## Excerpted text
--*--

Data

Nurses and midwives per 1,000 people

What you should know about this indicator

Nurses and midwives include professional nurses, professional midwives, auxiliary nurses, auxiliary midwives, enrolled nurses, enrolled midwives and other associated personnel, such as dental nurses and primary care nurses.

Limitations and exceptions: The WHO compiles data from household and labor force surveys, censuses, and administrative records. Data comparability is limited by differences in definitions and training of medical personnel varies. In addition, human resources tend to be concentrated in urban areas, so that average densities do not provide a full picture of health personnel available to the entire population.

Statistical concept and methodology: Health systems - the combined arrangements of institutions and actions whose primary purpose is to promote, restore, or maintain health (World Health Organization, World Health Report 2000) - are increasingly being recognized as key to combating disease and improving the health status of populations. The World Bank's Healthy Development: Strategy for Health, Nutrition, and Population Results emphasizes the need to strengthen health systems, which are weak in many countries, in order to increase the effectiveness of programs aimed at reducing specific diseases and further reduce morbidity and mortality. To evaluate health systems, the World Health Organization (WHO) has recommended that key components - such as financing, service delivery, workforce, governance, and information - be monitored using several key indicators. The data are a subset of the key indicators. Monitoring health systems allows the effectiveness, efficiency, and equity of different health system models to be compared. Health system data also help identify weaknesses and strengths and areas that need investment, such as additional health facilities, better health information systems, or better trained human resources.

--*--

(Region pointing data)
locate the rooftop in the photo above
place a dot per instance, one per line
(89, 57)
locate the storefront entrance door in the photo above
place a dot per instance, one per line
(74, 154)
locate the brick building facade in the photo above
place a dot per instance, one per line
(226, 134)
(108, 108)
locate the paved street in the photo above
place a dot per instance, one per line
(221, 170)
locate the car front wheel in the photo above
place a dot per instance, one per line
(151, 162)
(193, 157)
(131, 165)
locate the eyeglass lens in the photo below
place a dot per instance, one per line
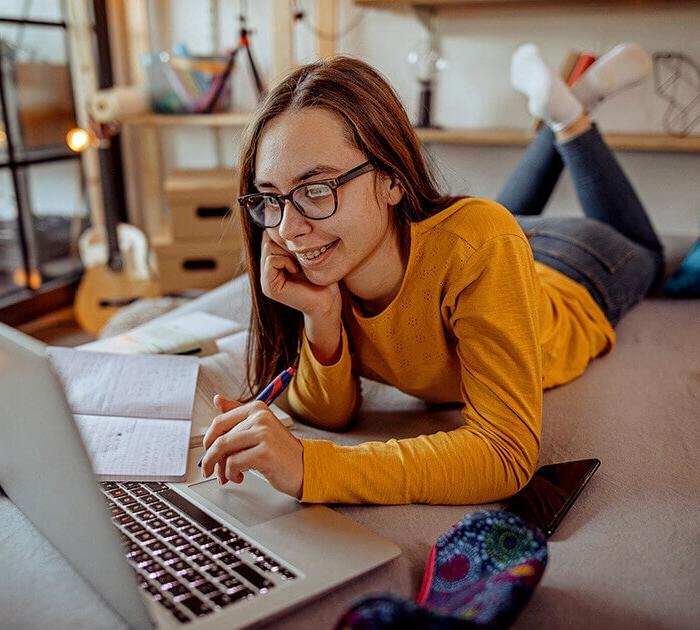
(316, 201)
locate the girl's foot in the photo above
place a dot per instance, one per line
(549, 97)
(623, 66)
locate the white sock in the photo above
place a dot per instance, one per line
(622, 67)
(550, 98)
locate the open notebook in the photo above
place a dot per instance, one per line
(133, 411)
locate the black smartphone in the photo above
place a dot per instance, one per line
(551, 492)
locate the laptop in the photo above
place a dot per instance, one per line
(164, 554)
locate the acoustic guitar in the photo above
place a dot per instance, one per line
(115, 258)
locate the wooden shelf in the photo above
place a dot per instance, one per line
(490, 4)
(496, 137)
(507, 137)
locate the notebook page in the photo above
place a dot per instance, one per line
(179, 334)
(134, 385)
(135, 448)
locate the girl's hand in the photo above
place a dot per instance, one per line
(283, 280)
(250, 436)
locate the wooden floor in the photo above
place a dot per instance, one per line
(57, 329)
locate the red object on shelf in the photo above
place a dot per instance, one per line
(584, 61)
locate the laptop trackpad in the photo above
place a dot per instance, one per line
(252, 502)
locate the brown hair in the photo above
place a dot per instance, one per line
(377, 124)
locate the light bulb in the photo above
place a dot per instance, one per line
(78, 139)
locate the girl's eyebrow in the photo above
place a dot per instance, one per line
(312, 172)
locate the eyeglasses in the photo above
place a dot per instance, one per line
(314, 200)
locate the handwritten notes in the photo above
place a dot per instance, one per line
(133, 411)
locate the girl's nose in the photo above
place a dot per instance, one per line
(293, 222)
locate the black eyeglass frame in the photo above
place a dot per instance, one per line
(333, 183)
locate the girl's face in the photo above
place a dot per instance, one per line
(308, 146)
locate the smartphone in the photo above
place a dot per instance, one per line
(551, 492)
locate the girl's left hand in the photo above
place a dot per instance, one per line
(250, 436)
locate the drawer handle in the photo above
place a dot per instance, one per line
(212, 212)
(199, 264)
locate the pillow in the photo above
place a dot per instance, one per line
(685, 282)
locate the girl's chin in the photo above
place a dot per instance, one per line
(322, 277)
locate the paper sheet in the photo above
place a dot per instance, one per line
(178, 334)
(142, 448)
(141, 386)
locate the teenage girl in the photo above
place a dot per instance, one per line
(359, 266)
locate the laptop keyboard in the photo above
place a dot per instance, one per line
(188, 561)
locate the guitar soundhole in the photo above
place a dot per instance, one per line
(199, 264)
(212, 212)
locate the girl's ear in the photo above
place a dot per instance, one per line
(395, 191)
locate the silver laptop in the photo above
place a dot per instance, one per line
(165, 554)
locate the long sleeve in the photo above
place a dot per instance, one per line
(324, 394)
(493, 324)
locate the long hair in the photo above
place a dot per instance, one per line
(377, 125)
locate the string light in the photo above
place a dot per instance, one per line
(79, 139)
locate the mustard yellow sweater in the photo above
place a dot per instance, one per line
(476, 321)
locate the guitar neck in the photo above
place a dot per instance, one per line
(114, 259)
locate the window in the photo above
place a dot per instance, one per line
(43, 208)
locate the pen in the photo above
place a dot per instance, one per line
(271, 392)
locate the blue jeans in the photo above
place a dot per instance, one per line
(613, 251)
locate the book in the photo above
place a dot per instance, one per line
(133, 412)
(194, 333)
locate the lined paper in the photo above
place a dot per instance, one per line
(133, 411)
(141, 386)
(143, 448)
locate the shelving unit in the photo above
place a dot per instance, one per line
(504, 4)
(147, 130)
(498, 137)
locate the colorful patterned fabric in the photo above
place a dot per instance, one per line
(480, 573)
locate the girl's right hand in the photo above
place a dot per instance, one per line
(283, 280)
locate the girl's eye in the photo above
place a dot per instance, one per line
(317, 191)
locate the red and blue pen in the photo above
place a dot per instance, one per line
(272, 391)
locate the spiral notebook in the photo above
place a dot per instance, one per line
(133, 411)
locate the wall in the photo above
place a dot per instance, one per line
(474, 88)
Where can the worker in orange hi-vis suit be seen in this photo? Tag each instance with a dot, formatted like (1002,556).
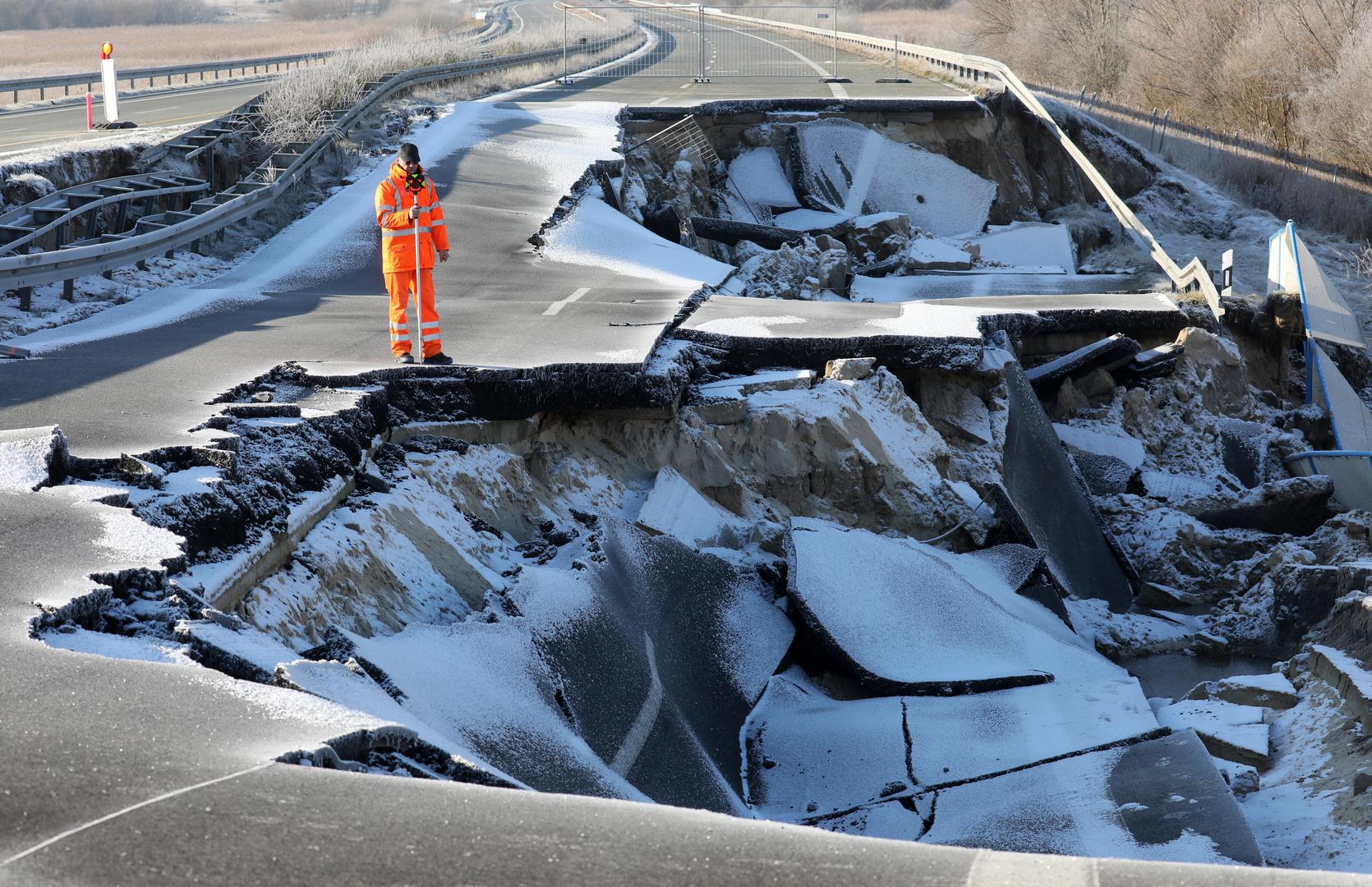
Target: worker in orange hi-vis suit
(407,199)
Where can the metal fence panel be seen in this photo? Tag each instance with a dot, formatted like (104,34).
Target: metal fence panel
(700,43)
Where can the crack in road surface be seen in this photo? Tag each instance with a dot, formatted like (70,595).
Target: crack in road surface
(637,737)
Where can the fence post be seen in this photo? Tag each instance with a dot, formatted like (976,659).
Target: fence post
(700,40)
(836,45)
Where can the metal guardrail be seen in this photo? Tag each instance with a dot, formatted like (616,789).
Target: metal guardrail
(53,211)
(1193,276)
(269,65)
(1234,141)
(249,198)
(66,81)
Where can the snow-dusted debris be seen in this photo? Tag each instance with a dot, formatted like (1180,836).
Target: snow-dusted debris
(810,754)
(489,692)
(214,643)
(1052,505)
(598,236)
(1158,800)
(855,170)
(1271,692)
(1230,731)
(29,457)
(902,614)
(757,176)
(1103,442)
(936,254)
(677,509)
(1028,247)
(1294,270)
(810,219)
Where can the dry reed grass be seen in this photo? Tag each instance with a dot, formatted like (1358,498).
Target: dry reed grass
(77,49)
(950,28)
(292,106)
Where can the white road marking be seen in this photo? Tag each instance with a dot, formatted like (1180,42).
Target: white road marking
(557,306)
(149,802)
(637,737)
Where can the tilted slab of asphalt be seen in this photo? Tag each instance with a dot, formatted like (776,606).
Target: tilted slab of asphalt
(139,772)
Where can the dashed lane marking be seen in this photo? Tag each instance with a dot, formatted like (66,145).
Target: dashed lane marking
(557,306)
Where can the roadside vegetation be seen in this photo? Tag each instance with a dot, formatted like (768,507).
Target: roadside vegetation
(292,106)
(253,30)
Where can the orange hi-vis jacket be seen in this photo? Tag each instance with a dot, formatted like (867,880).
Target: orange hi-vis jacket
(393,214)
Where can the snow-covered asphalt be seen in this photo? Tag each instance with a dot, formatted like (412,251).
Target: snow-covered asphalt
(122,772)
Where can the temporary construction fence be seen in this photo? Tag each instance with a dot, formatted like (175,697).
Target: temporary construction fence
(698,43)
(1328,321)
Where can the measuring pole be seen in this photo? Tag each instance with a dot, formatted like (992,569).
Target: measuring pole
(108,82)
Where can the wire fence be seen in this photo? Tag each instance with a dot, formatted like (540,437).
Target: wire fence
(1287,184)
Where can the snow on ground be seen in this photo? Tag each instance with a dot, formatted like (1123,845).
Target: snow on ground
(1239,725)
(1305,813)
(927,248)
(757,177)
(600,236)
(324,239)
(958,284)
(810,219)
(858,170)
(1029,247)
(919,614)
(1065,808)
(118,647)
(1103,442)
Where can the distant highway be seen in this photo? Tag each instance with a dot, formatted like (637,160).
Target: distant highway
(25,131)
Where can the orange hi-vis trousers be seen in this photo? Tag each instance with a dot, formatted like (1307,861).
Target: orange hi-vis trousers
(401,286)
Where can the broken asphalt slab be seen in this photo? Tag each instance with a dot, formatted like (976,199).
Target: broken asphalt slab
(1052,503)
(1157,800)
(903,617)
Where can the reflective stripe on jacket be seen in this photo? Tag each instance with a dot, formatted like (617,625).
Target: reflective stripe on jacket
(393,214)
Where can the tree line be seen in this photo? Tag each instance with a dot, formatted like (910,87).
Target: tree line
(1292,73)
(44,14)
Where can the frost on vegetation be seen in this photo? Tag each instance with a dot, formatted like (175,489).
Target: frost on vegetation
(292,108)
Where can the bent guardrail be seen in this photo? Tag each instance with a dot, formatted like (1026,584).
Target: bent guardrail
(249,198)
(268,65)
(66,81)
(1193,276)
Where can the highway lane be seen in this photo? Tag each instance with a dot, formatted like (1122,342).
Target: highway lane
(132,772)
(33,128)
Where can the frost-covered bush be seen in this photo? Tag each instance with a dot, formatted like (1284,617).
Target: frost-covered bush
(292,108)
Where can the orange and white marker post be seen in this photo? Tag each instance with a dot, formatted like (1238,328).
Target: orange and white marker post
(108,82)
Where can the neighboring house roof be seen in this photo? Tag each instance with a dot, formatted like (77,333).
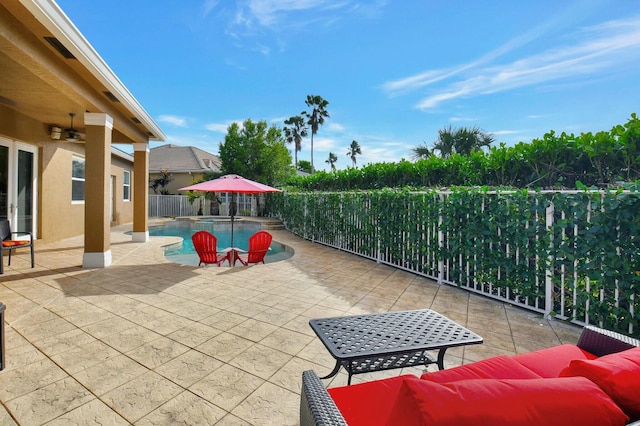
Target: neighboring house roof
(182,159)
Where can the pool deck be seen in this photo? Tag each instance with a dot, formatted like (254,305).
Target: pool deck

--*--

## Your assignment
Continue the text on the nurses and midwives indicator, starting right after its last sentence.

## Result below
Data on health worker (physicians, nurses and midwives, and community health workers) density show the availability of medical personnel.

Source
Multiple sources compiled by World Bank (2024) – processed by Our World in Data
Last updated
May 20, 2024
Next expected update
May 2025
Date range
1990–2021
Unit
per 1,000 people

Sources and processing

This data is based on the following sources

The World Development Indicators (WDI) is the primary World Bank collection of development indicators, compiled from officially-recognized international sources. It presents the most current and accurate global development data available, and includes national, regional and global estimates.

Retrieved on
May 20, 2024
Citation
This is the citation of the original data obtained from the source, prior to any processing or adaptation by Our World in Data. To cite data downloaded from this page, please use the suggested citation given in Reuse This Work below.
World Bank's World Development Indicators (WDI).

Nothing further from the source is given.